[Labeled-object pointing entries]
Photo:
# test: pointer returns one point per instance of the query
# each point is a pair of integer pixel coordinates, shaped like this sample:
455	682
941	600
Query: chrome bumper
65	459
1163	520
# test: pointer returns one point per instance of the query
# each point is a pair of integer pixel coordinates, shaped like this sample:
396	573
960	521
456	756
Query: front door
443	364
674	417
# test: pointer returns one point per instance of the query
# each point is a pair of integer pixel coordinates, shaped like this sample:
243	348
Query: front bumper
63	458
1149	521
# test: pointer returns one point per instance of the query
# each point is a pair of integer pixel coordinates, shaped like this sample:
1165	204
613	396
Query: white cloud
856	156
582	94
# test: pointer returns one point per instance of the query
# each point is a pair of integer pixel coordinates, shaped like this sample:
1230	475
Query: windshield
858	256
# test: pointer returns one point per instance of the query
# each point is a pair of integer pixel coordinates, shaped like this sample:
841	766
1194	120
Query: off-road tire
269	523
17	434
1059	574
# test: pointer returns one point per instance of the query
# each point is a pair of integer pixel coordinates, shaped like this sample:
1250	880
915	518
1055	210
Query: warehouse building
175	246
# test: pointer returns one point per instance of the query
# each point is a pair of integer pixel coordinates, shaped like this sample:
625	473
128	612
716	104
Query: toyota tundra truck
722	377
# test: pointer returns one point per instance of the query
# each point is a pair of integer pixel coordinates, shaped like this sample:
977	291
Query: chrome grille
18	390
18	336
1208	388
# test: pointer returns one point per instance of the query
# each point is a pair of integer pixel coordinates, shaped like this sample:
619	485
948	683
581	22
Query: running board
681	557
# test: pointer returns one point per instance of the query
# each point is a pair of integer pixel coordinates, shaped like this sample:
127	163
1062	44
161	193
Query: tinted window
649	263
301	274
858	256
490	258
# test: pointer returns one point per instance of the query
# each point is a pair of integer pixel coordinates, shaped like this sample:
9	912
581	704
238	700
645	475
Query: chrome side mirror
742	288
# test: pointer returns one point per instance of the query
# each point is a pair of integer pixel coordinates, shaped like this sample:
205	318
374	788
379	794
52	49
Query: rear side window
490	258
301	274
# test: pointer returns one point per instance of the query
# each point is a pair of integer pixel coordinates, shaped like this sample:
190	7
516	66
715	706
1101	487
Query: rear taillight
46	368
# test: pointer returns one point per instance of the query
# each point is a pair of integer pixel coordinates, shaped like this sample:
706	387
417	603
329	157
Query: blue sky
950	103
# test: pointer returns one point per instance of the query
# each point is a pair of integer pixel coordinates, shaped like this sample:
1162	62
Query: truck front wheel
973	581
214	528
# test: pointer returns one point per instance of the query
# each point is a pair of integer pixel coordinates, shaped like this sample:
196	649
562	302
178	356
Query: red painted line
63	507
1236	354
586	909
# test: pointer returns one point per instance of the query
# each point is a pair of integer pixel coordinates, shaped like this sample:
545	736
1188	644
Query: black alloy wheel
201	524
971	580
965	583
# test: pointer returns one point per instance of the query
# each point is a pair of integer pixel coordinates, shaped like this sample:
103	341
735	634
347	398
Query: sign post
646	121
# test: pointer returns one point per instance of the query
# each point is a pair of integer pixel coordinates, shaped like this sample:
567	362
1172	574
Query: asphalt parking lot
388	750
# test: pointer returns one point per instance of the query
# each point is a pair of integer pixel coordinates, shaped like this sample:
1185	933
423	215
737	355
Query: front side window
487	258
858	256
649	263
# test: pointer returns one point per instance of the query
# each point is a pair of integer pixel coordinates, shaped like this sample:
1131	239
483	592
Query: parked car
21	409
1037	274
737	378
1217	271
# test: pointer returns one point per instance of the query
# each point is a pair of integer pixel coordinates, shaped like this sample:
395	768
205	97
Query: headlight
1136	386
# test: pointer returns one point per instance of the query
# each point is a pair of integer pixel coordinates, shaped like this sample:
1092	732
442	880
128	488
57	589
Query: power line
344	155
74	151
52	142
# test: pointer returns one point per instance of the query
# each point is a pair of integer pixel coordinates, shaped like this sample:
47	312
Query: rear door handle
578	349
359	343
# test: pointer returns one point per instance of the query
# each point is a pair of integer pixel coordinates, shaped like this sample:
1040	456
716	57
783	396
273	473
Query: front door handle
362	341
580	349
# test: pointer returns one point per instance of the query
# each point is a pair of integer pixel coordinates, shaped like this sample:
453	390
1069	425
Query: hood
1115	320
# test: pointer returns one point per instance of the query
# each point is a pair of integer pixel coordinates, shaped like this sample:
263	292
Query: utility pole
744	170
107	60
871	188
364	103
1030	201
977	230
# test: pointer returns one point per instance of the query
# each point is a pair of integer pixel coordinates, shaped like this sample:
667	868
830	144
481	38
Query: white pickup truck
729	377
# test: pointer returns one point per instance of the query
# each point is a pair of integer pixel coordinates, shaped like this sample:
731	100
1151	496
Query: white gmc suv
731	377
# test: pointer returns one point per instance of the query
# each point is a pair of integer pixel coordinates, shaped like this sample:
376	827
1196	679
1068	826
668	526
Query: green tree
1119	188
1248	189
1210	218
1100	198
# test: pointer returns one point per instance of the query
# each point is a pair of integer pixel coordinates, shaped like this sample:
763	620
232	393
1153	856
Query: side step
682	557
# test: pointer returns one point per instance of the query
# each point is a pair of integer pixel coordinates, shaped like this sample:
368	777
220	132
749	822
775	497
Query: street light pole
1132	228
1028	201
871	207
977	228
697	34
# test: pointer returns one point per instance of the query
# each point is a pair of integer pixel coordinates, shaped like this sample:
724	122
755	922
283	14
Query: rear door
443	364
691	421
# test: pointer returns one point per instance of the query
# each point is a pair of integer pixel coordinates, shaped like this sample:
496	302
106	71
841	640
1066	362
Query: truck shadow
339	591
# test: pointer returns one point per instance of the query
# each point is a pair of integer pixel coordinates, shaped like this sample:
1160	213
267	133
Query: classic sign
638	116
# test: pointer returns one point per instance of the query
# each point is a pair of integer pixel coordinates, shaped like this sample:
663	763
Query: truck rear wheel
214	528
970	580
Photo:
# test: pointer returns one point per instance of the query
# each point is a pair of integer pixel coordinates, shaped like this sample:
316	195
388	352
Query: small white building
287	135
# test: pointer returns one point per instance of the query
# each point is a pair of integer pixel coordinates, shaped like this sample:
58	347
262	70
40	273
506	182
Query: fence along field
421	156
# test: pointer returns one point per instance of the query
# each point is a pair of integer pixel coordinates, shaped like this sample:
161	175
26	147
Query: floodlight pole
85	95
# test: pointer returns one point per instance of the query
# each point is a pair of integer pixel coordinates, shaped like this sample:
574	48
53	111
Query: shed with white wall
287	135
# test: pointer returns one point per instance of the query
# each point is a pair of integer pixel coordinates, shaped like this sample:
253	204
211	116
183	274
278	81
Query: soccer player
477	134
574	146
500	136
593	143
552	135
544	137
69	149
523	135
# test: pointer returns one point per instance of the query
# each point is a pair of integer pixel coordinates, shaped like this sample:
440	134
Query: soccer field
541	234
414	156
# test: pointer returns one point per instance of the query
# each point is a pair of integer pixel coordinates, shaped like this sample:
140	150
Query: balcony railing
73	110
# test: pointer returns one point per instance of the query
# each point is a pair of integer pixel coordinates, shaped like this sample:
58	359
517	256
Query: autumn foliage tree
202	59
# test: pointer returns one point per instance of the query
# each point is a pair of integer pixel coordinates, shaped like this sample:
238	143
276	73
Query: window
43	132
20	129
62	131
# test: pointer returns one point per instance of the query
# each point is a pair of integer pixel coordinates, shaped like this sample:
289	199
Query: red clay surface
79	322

▸ Directions for this task: Locate every line above that contains the word "rear" and copy each one. Case counts.

▸ Expected answer:
Query: rear side window
Query: rear taillight
Query: rear door handle
Query: rear door
Query: truck rear wheel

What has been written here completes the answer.